— Tarefas a realizar —
**A.** Segundo o texto sobre Dilma no Rio Grande do Sul, em que ano Alceu Collares foi eleito prefeito de Porto Alegre?
**B.** Reproduza o trecho do texto sobre Dilma no Rio Grande do Sul que vai de "Araújo foi eleito" até "influência do partido.".

— Texto fornecido —
- - - -

De volta ao Rio Grande do Sul, atuou na criação do PDT, sob comando de Leonel Brizola (1922-2004). "A coisa mais forte politicamente no Rio Grande do Sul naquele momento era o PTB [depois, PDT]. Tem uma tradição que passa de pai para filho. E é por isso que eu vou lá para o Brizola." Para ela, Brizola ajudou "na reconstrução da noção de nação", embora não se desse conta "da modernidade do que é a nação hoje".
Araújo foi eleito três vezes seguidas deputado estadual pelo PDT. Dilma ocupou cargos nas burocracias da cidade e do governo local, sempre nas áreas de influência do partido.
Em 1985, Alceu Collares (PDT) foi eleito prefeito de Porto Alegre. Dilma participou da campanha e foi convidada para ser secretária da Indústria e Comércio do município. Araújo foi o portador da notícia. "Ela me disse: "Dá aqui o telefone que eu vou falar com ele [Collares]". No final da conversa ela era a secretária da Fazenda de Porto Alegre".
Dilma também trabalhou na FEE (Fundação de Economia e Estatística), órgão do governo estadual do Rio Grande do Sul, como assessora da bancada do PDT na Assembleia Legislativa e diretora-geral da Câmara de Porto Alegre. Seu cargo mais vistoso na sua encarnação gaúcha foi como secretária de Minas, Energia e Comunicações do governo Collares (1993-1994) e no governo do petista de Olívio Dutra (1999-2002).

- - - -

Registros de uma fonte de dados
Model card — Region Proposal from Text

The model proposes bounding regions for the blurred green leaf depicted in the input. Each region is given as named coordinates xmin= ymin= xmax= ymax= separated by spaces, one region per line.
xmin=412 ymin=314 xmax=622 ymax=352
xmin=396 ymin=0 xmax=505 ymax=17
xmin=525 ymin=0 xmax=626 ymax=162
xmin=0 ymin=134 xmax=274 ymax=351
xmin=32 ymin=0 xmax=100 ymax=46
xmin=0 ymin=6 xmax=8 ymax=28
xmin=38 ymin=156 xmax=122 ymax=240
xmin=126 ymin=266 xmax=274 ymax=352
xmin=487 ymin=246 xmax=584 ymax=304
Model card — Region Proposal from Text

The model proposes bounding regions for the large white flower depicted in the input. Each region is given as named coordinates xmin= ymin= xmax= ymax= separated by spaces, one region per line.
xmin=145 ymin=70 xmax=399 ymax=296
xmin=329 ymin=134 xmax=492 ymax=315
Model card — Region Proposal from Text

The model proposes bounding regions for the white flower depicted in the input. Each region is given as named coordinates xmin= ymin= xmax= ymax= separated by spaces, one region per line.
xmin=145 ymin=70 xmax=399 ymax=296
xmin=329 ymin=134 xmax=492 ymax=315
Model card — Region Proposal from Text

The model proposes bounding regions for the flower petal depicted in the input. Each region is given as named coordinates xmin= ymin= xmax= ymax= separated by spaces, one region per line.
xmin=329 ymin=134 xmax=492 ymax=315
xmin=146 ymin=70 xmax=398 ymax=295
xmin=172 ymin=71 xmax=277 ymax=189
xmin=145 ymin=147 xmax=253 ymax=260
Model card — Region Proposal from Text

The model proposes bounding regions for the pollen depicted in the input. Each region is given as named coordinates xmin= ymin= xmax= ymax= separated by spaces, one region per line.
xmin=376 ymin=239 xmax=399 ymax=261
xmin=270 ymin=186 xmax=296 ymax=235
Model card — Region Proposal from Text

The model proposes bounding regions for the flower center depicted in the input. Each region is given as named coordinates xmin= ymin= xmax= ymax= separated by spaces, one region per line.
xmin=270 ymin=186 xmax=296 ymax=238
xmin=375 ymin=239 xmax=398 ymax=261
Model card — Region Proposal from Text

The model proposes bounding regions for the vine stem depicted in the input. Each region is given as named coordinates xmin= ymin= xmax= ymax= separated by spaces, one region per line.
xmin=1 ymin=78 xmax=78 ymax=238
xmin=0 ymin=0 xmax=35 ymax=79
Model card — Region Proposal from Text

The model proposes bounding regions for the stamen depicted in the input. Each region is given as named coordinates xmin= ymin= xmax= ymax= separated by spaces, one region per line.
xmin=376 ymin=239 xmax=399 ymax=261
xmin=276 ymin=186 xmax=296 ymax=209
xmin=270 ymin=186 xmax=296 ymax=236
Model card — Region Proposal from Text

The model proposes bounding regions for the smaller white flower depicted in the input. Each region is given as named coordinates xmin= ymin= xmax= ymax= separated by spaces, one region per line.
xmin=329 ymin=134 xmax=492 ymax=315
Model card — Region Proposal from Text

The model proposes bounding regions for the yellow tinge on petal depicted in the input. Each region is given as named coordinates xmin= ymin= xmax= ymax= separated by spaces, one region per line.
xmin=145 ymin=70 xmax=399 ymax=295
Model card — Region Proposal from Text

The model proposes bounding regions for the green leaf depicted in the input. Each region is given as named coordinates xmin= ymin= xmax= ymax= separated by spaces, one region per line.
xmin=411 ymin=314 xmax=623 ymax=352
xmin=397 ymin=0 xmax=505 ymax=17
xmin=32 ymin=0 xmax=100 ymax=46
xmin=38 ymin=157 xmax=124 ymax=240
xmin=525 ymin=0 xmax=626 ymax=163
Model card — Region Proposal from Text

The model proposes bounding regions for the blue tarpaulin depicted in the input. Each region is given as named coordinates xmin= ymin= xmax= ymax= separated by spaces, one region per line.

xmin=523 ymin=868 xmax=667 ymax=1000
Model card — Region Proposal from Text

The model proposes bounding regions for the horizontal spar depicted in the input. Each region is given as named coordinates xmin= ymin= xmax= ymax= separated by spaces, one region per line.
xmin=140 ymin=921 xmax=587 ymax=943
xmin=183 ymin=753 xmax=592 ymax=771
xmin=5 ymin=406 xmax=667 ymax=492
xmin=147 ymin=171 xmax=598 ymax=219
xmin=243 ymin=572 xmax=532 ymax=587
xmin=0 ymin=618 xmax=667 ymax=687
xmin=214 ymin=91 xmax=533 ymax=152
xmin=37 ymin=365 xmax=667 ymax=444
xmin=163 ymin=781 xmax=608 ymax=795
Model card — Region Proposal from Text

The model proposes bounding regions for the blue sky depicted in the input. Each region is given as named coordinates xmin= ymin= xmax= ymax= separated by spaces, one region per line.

- - - -

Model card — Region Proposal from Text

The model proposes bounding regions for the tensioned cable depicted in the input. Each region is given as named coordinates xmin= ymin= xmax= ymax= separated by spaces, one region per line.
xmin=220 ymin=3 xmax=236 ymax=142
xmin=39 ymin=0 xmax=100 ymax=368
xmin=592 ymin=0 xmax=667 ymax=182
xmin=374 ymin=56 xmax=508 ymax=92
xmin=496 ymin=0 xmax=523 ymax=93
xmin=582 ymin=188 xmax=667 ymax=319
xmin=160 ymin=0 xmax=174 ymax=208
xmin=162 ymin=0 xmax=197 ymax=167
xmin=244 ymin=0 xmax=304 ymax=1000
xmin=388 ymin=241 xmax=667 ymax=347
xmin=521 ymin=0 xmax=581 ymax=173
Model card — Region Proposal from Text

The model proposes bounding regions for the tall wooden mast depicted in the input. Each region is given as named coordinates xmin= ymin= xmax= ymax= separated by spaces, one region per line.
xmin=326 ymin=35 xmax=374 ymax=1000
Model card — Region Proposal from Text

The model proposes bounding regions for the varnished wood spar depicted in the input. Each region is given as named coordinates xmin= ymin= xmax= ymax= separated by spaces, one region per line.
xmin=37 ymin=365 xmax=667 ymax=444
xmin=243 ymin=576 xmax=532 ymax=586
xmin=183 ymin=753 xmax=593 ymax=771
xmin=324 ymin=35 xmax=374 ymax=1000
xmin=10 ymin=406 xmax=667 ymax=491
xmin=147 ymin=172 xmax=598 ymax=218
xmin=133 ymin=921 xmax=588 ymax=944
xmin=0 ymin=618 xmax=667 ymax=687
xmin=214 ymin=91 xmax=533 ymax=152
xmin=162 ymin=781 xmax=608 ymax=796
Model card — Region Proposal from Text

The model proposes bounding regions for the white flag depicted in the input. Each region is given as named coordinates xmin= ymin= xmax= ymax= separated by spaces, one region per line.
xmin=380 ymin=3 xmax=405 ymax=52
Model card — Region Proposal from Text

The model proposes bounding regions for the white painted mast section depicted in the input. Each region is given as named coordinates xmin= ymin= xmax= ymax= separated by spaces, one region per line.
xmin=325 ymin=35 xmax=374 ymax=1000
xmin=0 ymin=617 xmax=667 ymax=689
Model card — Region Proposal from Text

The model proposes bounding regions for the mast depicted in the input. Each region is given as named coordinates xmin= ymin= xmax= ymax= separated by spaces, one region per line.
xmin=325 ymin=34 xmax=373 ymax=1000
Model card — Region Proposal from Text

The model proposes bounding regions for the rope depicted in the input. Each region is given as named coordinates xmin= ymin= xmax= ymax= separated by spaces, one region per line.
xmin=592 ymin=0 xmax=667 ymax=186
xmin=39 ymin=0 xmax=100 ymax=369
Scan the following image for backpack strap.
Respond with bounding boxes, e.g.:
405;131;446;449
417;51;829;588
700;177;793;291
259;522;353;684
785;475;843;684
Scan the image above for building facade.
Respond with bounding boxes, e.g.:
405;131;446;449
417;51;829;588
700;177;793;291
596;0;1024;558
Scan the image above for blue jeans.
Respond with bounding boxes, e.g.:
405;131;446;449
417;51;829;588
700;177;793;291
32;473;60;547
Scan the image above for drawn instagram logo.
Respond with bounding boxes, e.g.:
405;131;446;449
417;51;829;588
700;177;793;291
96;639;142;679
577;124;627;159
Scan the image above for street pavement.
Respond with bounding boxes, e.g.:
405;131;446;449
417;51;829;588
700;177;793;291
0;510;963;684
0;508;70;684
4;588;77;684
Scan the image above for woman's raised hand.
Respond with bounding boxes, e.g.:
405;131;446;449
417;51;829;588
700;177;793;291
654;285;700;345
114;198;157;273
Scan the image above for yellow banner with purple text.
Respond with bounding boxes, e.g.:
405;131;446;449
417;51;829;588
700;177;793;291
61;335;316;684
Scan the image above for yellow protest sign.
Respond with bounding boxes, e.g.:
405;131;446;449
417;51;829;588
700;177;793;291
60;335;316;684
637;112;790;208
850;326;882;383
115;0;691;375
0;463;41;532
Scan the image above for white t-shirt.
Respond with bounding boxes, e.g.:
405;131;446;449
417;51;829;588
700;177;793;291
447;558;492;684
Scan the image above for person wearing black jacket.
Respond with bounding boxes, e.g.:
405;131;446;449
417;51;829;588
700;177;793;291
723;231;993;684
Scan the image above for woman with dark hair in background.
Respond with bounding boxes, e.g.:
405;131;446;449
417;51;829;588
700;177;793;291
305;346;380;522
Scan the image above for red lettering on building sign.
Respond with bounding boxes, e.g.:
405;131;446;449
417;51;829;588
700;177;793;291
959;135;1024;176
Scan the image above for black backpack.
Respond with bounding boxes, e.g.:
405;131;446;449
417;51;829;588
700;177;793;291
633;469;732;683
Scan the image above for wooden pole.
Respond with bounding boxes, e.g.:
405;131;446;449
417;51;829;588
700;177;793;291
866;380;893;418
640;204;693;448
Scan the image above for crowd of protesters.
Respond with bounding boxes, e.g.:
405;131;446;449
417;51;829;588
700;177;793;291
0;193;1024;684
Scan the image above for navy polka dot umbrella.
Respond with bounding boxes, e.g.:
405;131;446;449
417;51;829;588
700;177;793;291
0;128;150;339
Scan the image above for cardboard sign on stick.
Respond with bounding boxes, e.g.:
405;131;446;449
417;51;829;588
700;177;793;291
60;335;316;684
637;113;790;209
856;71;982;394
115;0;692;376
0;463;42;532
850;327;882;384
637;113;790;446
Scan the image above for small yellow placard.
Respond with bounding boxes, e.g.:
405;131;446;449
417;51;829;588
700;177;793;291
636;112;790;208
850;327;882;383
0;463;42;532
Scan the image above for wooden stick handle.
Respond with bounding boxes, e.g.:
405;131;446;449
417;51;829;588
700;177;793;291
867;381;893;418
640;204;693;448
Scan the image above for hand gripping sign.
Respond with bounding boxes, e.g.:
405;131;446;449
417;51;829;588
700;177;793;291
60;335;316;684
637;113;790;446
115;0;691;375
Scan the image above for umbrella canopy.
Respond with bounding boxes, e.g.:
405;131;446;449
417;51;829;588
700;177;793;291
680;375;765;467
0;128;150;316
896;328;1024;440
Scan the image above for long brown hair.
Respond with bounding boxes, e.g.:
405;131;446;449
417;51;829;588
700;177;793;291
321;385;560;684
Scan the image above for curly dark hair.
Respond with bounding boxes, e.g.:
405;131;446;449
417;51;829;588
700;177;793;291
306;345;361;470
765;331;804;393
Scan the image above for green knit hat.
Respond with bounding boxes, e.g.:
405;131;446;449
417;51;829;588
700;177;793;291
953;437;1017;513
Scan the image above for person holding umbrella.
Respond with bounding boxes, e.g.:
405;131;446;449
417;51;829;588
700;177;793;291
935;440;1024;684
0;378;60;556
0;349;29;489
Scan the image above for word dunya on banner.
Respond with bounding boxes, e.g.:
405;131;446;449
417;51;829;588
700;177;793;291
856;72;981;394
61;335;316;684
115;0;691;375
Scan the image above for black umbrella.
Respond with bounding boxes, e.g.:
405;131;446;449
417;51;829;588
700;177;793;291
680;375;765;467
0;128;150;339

- - - -

— Suas respostas —
**A.** Em 1985.

**B.**
Araújo foi eleito três vezes seguidas deputado estadual pelo PDT. Dilma ocupou cargos nas burocracias da cidade e do governo local, sempre nas áreas de influência do partido.